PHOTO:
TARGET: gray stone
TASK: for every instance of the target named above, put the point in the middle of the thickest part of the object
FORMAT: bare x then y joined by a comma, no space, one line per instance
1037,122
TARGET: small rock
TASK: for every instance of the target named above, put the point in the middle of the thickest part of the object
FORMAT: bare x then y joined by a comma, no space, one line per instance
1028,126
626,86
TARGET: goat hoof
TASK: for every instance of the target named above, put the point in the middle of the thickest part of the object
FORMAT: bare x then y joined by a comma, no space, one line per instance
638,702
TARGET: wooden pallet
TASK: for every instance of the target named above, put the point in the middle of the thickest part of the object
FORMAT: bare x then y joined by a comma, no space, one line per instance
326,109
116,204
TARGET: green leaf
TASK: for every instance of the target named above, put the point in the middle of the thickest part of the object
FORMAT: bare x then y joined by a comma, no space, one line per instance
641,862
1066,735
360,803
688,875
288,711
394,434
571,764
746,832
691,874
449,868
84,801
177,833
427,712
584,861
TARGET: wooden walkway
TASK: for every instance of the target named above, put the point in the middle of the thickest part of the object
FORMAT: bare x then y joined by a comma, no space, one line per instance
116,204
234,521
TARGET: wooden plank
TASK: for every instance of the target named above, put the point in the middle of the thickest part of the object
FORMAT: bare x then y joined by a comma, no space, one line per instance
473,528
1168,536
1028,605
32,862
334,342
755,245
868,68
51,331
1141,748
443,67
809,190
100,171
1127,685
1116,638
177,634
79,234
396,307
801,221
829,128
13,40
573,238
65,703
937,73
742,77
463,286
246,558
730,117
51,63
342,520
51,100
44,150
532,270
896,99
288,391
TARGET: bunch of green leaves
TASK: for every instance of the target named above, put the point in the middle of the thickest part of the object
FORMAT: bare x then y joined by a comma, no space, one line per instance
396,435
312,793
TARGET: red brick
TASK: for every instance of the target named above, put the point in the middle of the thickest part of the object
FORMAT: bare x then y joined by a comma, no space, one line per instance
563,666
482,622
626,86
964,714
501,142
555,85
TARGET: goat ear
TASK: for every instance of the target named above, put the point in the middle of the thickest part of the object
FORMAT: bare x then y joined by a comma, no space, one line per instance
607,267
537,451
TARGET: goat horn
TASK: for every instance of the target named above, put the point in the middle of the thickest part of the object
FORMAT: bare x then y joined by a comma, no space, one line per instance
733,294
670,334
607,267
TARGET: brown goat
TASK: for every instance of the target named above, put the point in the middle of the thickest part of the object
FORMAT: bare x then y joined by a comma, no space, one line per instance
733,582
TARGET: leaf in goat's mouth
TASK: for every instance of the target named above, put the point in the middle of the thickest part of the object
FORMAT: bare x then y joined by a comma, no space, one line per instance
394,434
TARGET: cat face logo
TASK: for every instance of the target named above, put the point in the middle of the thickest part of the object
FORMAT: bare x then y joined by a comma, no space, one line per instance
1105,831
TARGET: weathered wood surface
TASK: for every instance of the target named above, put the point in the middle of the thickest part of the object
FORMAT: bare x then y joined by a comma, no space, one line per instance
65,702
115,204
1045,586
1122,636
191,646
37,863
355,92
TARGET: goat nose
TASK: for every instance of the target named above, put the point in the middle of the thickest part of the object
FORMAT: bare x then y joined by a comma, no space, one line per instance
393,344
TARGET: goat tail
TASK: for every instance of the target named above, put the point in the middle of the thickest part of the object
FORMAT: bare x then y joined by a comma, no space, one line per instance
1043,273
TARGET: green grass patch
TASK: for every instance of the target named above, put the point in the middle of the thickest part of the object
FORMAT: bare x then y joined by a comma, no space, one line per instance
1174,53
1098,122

» **Required work**: From the listing above, return the lines starting at the one with "TARGET: goat hoof" and ending at the one with "TARGET: wooden pallet", both kept, exactly as they appear and nothing more.

» **Solution**:
TARGET: goat hoof
TASK: for every instance of the target named above, put the point in the middle of the thickest part of the object
FORMAT: bare x then y joined by a comma, no space, one line per instance
638,702
TARGET: wooden pallet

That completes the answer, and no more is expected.